=== INSTRUCTIONS TO FOLLOW ===
Exact copy, pictures excluded: write out every line below.

── RECORDED INFORMATION ──

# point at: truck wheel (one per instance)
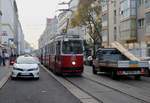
(114, 75)
(94, 71)
(137, 77)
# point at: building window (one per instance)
(140, 2)
(104, 17)
(147, 22)
(115, 16)
(141, 23)
(104, 35)
(115, 33)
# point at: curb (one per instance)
(4, 80)
(81, 95)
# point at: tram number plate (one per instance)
(131, 72)
(134, 64)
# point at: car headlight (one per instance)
(32, 69)
(17, 69)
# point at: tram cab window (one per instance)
(58, 47)
(72, 47)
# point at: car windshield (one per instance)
(26, 60)
(72, 47)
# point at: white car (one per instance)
(25, 66)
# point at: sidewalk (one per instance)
(4, 74)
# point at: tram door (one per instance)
(57, 58)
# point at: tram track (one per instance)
(100, 101)
(117, 90)
(110, 87)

───

=== SOLUTION FOR THIS PROBLEM ===
# point at: truck wheel (one per instance)
(114, 75)
(94, 71)
(137, 77)
# point at: building window (one per instance)
(140, 2)
(104, 17)
(147, 22)
(115, 16)
(141, 23)
(104, 35)
(115, 33)
# point at: curb (one per instance)
(4, 80)
(81, 95)
# point at: tram number plate (one per instance)
(131, 72)
(134, 64)
# point at: car headlight (one per instance)
(32, 69)
(17, 69)
# point at: tram cab window (one per instance)
(58, 47)
(72, 47)
# point at: car windshield (one per instance)
(26, 60)
(72, 47)
# point at: white car (one per instance)
(25, 66)
# point at: sidewalk (one per instance)
(4, 74)
# point at: tram door (one per instance)
(57, 58)
# point at: tram track (one per instance)
(100, 101)
(117, 90)
(110, 87)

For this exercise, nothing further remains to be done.